-- Source text --

"""

Air – Moon Safari Review

Originally Released January 16th, 1998.

It was hard to figure out who was more bored with Britpop by late 1997; the chief protagonists were at loggerheads, with Blur shifting onto a Pavement-shaped course having never really looked comfortable with their rabble-rousing status, whilst the Gallagher kin spatted and stuttered, their contribution Be Here Now by their own later admission a pharmaceutically ruined attempt to have conversations with God.

A duo from Versailles, Jean-Benoît Dunckel and Nicholas Godin were the Gallic ying to our stiff and curled upper lip yang; with a sound that owed its louche grandeur to disco, the eroticism of Serge Gainsbourg and the BBC’s Radiophonic Workshop in equal measure, their music offered something as winningly Europhile as well it was retro-chic.

Moon Safari was a proudly delicate album, full of a playfulness that flew in the face of Britpop’s specificity. Its signature hit Sexy Boy was for instance on one level a swipe at the vacuousness of male models, but the vintage synths, half whispered chanson and use of the previously thought to be antique vocoder gave it a pristine aura of recherche glam few on this side of La Manche could counter.

They weren’t alone of course in using salvaged equipment and being open to the beige charms of the pre-punk seventies, but Moon Safari was full of a guilt-free, positive archivism that was Dunckel and Godin’s biggest gift. On Kelly Watch The Stars they conjured up Earth Wind & Fire’s strutting funk and then pawed at it like clay, removing the sex and leaving the childish wander, whilst opener La Femme D’Argent with its effortless bass and tribal, insouciant yacht rock noodling was a lost spy film soundtrack where the moody, safari-suited villains never spoke about their time in the Legion.

"""

-- Complete the following --
• a. According to the Moon Safari review, which town was the duo from?
• b. Resume the Moon Safari review after its final sentence and continue it.

-- Records supplied --
"""

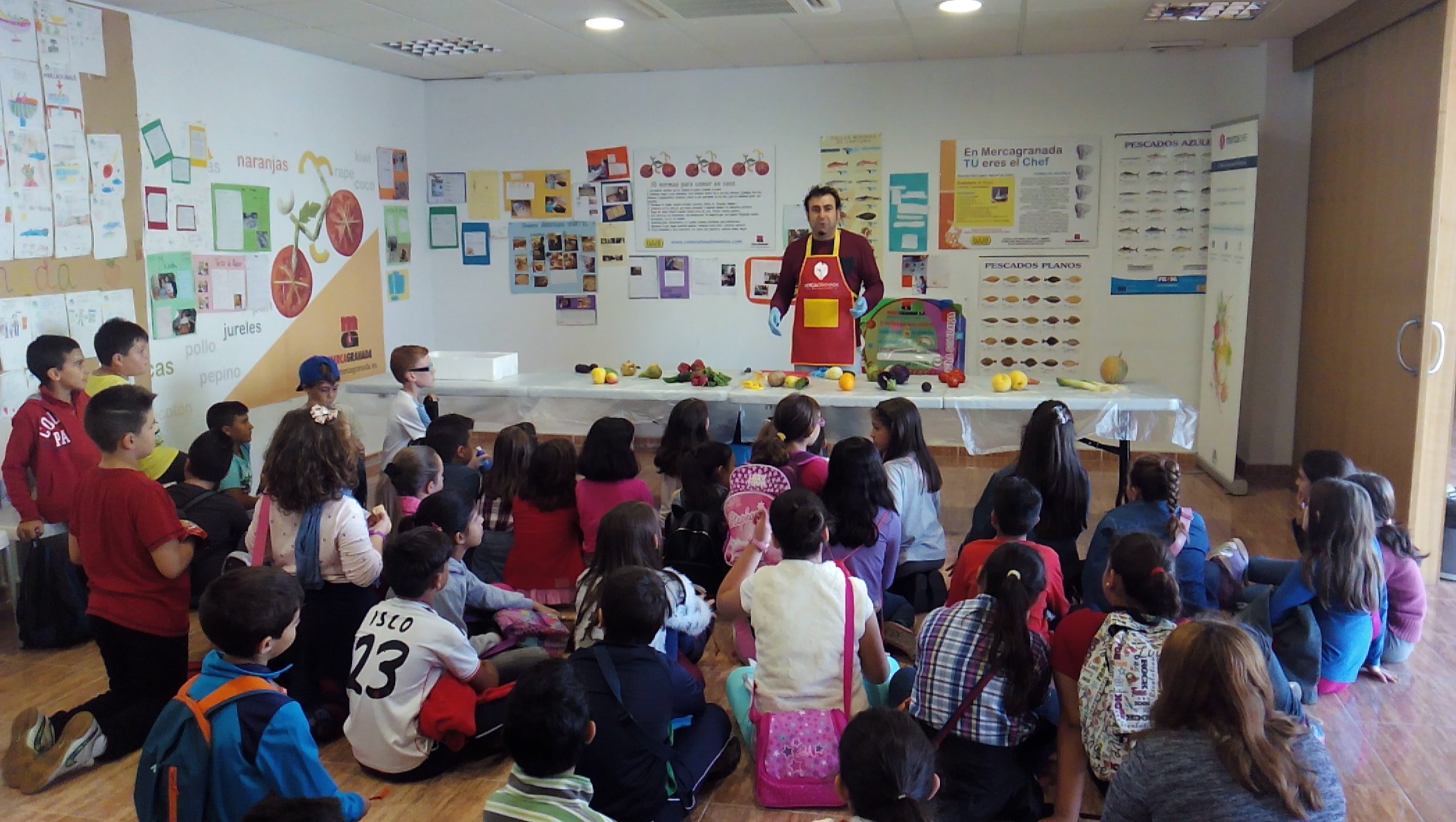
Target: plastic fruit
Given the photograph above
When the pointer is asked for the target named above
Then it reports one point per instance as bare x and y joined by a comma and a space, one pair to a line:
292, 283
1114, 370
344, 221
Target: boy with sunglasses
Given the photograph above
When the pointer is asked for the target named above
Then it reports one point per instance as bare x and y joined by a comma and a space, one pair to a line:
408, 418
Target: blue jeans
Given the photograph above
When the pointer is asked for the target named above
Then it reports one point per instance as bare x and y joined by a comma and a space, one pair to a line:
740, 698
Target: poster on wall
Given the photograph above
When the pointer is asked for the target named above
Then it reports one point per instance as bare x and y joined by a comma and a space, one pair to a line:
1162, 213
554, 258
852, 165
616, 201
483, 195
911, 213
222, 283
446, 188
539, 194
475, 244
705, 199
1024, 194
397, 235
1225, 317
172, 290
761, 278
392, 168
579, 310
240, 219
609, 165
1032, 314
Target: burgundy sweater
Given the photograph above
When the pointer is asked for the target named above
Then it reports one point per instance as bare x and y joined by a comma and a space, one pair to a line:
857, 256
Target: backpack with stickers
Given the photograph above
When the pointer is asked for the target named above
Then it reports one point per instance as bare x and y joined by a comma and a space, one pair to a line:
176, 758
1117, 689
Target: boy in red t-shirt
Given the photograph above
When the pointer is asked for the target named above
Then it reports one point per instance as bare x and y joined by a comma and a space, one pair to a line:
1015, 511
49, 444
126, 535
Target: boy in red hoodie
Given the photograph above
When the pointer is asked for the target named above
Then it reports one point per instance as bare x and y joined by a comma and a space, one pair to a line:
49, 446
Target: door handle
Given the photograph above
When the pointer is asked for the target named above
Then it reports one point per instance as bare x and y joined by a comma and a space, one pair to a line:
1440, 353
1400, 338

"""

-- Answers per task --
• a. Versailles

• b.
If that was one bygone aspect, the other was a celebration of the Laurel Canyon school of MOR, twisted neatly on All I Need and You Make It Easy, the former’s shape-shifting hybrid of acoustic whimsy and Balearic effects, along with Beth Hirsch’s pristine vocals, creating a folktronica template subsequently bastardised by the chill out movement it helped spawn.

For a record which shamelessly brought back to vogue turtle-necked ephemera, Moon Safari also had a more discernible legacy, ushering in along with Daft Punk’s Homework a new era for a French pop movement perennially in the doldrums. If it was a touch too saccharine at times – as with the beige over indulgence typified by the horns of Ce-matin la – then forgiveness, like the vibe, was easy. After all, we’d reached a new/old sense of enlightenment, one in which post the dirty pigeons of Parklife, music had become a lean back experience once again.